____ PAGE
Data Mining - Chapter 5 (Performance Measures) Flashcards

Question 1

Q

Why do we need to evaluate our models?

Answer

A

Allows you to convince others that your work is meaningful
Without strong evaluation, your idea is likely to be rejected, or your code would not be deployed
Emperical evaluation helps guide meaningful research and development directions

Question 2

Q

What is a benefit of having a large training data set?

Answer

A

The larger the training data, the better the classifier

Question 3

Q

What is a benefit of having a large test data set?

Answer

A

The larger the test data, the more accurate the error estimate.

Question 4

Q

What do errors based on the training set tell us?

Answer

A

They give us information about the fit of the model

Question 5

Q

What do errors based on the validation/testing set tell us?

Answer

A

They measure the model’s ability to predict new data

Question 6

Q

What three types of outcomes exist in prediction through supervised learning

Answer

A

Predicted numerical value
Predicted class membership
Propensity - probability of class membership

Question 7

Q

What do we focus on when we are evaluating predictive performance (with numerical variables)?
________
____ RECORD EXCERPTS
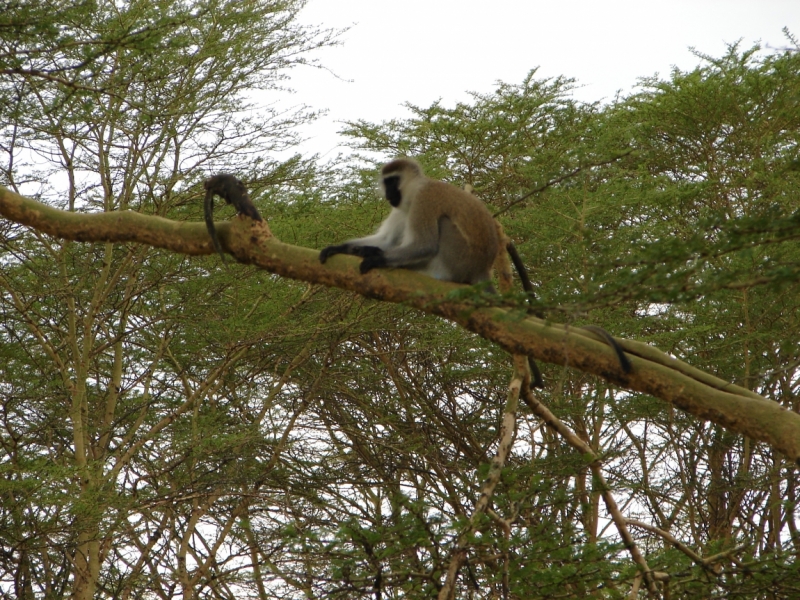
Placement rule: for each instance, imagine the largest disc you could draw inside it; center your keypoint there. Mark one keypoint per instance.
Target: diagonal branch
(251, 242)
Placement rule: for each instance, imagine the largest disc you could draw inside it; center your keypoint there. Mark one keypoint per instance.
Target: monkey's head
(396, 177)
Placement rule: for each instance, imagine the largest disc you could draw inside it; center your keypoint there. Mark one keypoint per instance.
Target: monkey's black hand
(373, 261)
(367, 251)
(329, 251)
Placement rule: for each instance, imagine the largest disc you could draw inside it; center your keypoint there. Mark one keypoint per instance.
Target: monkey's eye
(392, 189)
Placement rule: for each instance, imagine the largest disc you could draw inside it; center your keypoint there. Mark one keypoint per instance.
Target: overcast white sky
________
ACTIONS TO TAKE
1 – What do errors based on the validation/testing set measure, according to the data mining flashcards?
2 – Write out the stretch of the data mining flashcards from "What is a benefit of having a large test" through "training set tell us?", word for word.
Work only from the data mining flashcards, not from the records.

RESPONSES PER TASK
1 – They measure the model’s ability to predict new data.

2 –
What is a benefit of having a large test data set?

Answer

A

The larger the test data, the more accurate the error estimate.

Question 4

Q

What do errors based on the training set tell us?